*** RECORD SET ***

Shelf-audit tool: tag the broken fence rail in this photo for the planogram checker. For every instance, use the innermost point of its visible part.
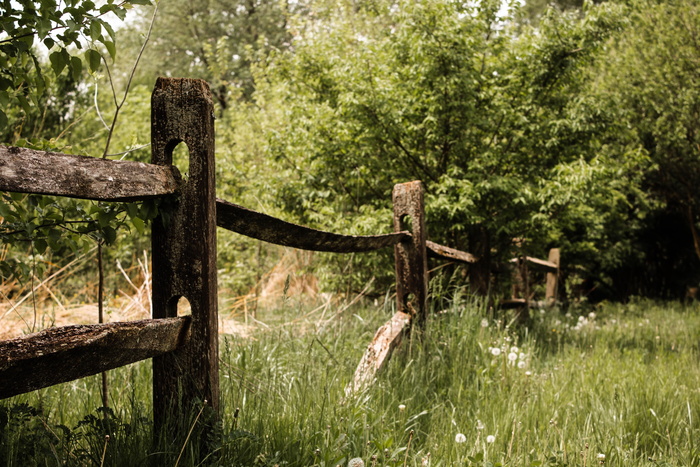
(185, 349)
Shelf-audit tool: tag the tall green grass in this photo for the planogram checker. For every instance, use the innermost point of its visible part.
(618, 387)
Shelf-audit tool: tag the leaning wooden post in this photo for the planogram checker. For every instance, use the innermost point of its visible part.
(552, 278)
(184, 249)
(411, 255)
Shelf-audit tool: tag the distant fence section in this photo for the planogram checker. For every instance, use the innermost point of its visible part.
(185, 349)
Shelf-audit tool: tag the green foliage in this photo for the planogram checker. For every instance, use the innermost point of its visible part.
(61, 29)
(616, 381)
(446, 92)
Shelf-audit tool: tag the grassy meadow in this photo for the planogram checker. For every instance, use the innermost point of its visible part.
(615, 385)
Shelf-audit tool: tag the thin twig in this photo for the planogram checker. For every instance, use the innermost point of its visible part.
(190, 433)
(128, 83)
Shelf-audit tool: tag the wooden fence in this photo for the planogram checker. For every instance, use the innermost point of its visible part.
(184, 349)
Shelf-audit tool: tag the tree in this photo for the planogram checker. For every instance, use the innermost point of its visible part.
(445, 92)
(650, 79)
(217, 40)
(61, 29)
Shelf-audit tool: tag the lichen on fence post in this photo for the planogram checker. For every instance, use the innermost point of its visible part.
(184, 249)
(411, 255)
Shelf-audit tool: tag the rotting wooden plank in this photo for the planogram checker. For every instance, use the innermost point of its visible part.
(444, 252)
(50, 173)
(58, 355)
(272, 230)
(184, 250)
(378, 351)
(411, 258)
(543, 264)
(552, 277)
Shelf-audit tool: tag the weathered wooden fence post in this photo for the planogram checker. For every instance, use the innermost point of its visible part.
(552, 278)
(411, 255)
(184, 248)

*** End of RECORD SET ***

* _WHAT IS NEEDED_
An exact copy of each entry is required, minus the pictures.

* _EXERCISE RESPONSE_
Shelf-audit tool: tag the broken fence rail in this photo for the planogram checker. For every instance, use the innermost point of its visible part.
(185, 349)
Shelf-audit tool: tag the tall green grass in this photo for the planogram checker. For every instance, use the innermost point of its visible part.
(618, 387)
Shelf-audit tool: tag the leaning wooden post in this photo for the planogram checker. For every instance, use the innermost point of its visible part.
(552, 278)
(184, 249)
(411, 255)
Shelf-audit tool: tag the distant fence section in this photo for the planogram checker. For every instance, use the innermost point of its visible part.
(185, 349)
Shelf-audit tool: tag the green foliage in this photo for the planogram checker. For every instance, use the innermost point of its visible part.
(61, 29)
(616, 381)
(446, 92)
Shelf-audit tool: tag the grassy meadow in this photo for the planogram checker. For every instance, use the innermost point of its visible part.
(615, 385)
Shelf-audit tool: tag the thin twig in this photo for the planogram checker. For every instance, use the innermost point of its visible part.
(190, 433)
(128, 83)
Shelf-audit tool: tag the wooden fence in this photo for the planogram checker. For every instance, use the innermost point of its visible part.
(184, 349)
Shelf-audit tool: tag the tree in this photo for the planogram checker. For every instance, use the innermost point of its visible part.
(445, 92)
(650, 79)
(217, 40)
(61, 29)
Shelf-audit tool: tag the lichen on fence post in this photo for the planogram checker. For every instance, use the innermost point of its visible part.
(184, 249)
(411, 255)
Shelf-audit tool: tag the rotting wooden plank in this photo for the planogram checker. For every instance, use the innermost point of its visible part.
(444, 252)
(50, 173)
(58, 355)
(272, 230)
(184, 250)
(378, 351)
(411, 258)
(543, 264)
(552, 277)
Shelf-audit tool: tag the weathered wooden fence post in this photo for the planogram checker. For every instance, use the innermost point of its visible part.
(552, 278)
(411, 255)
(184, 248)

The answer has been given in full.